Point-per-instance localization data:
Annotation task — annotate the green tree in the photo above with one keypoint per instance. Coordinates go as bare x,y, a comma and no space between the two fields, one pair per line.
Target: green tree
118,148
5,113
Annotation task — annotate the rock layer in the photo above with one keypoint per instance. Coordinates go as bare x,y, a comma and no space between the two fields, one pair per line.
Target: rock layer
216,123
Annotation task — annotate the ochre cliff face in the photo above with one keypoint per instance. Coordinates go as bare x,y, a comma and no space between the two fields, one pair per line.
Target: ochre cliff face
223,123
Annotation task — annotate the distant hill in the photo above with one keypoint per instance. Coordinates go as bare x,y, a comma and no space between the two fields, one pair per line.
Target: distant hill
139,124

==

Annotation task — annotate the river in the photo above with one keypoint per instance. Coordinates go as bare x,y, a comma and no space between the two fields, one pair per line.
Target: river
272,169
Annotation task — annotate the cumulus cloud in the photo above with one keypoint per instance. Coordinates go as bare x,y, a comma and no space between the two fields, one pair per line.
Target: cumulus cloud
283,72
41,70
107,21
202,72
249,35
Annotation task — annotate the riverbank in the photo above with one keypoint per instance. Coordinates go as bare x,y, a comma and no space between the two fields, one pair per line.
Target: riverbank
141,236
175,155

...

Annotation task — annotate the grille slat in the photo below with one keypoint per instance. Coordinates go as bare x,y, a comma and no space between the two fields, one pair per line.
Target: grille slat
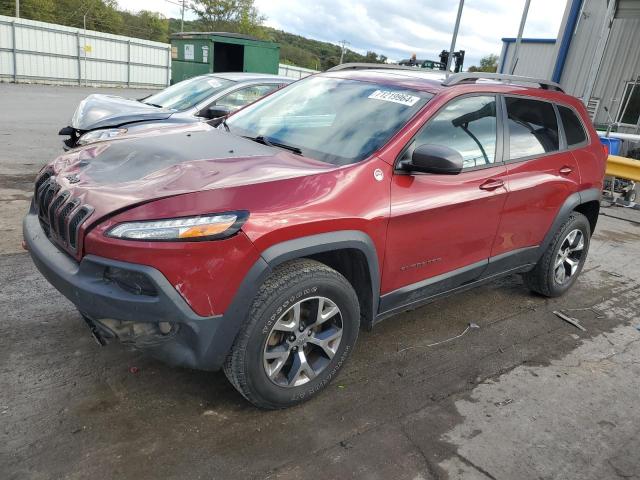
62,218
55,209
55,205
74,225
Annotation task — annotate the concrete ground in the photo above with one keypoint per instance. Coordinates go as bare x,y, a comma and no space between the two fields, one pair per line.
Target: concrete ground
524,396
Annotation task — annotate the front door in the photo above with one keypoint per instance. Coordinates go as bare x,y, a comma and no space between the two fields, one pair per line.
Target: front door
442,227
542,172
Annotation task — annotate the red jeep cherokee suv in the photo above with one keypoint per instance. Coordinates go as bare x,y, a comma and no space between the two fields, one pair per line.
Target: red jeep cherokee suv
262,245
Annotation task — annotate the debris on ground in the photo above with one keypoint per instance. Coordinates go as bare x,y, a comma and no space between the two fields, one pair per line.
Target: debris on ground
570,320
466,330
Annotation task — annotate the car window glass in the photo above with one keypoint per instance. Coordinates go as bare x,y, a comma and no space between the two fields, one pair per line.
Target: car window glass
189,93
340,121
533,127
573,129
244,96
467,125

About this exercise: Tally of lines with the word "above": work out how many lines in the records hold it, and give that number only.

Answer to the exercise: 12